Update the rows below by replacing "navy suit" with "gray suit" wherever it occurs. Leave everything else unchanged and omit the pictures from your answer.

··· RECORDS TO USE

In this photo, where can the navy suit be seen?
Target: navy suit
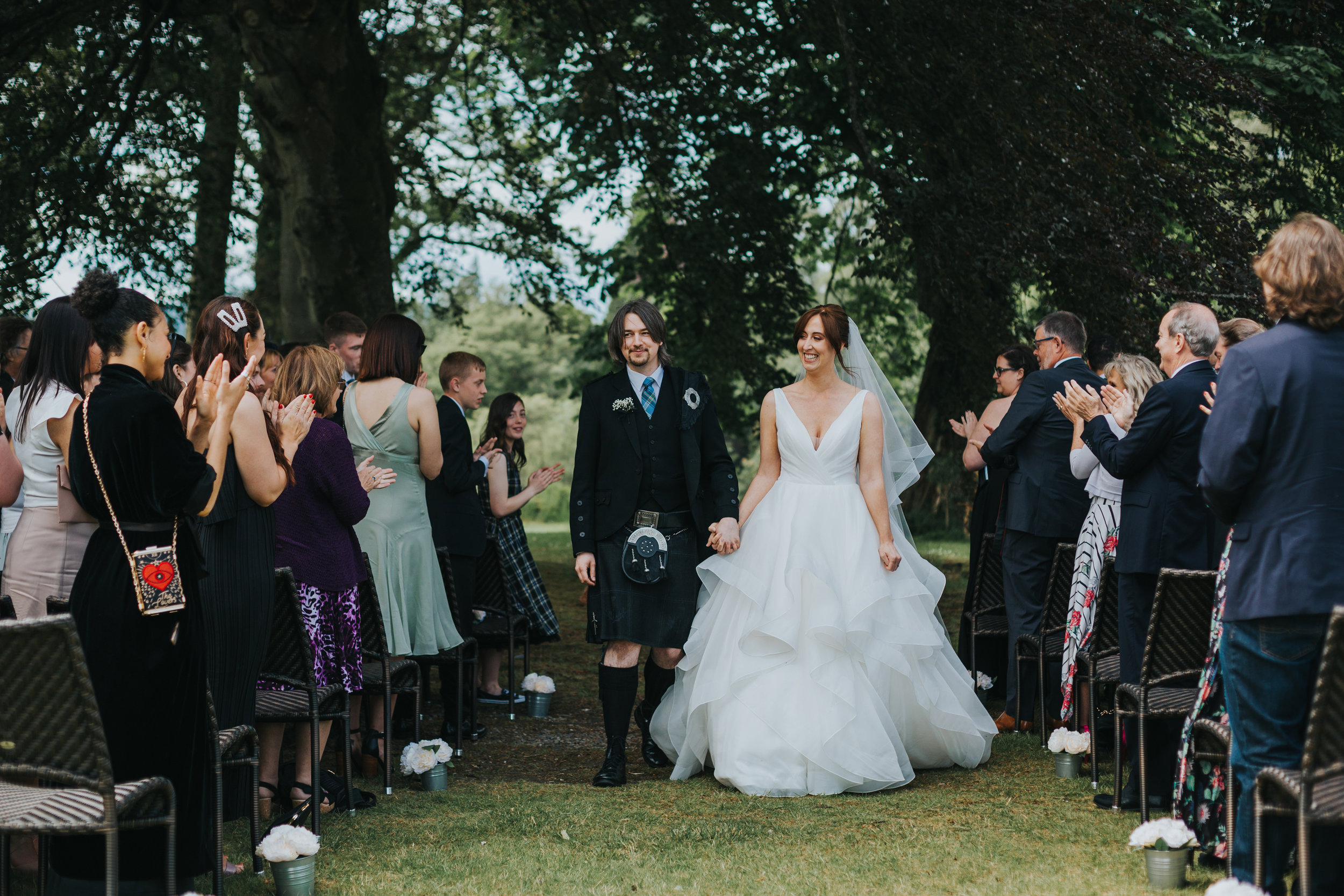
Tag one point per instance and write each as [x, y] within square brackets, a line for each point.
[1163, 523]
[1272, 465]
[1043, 503]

······

# RESULT
In this photo, where can the gray suit be seen?
Target: gray suit
Tag one point per instance and write each as [x, y] within square brackets, a line for each point.
[1163, 523]
[1272, 465]
[1043, 503]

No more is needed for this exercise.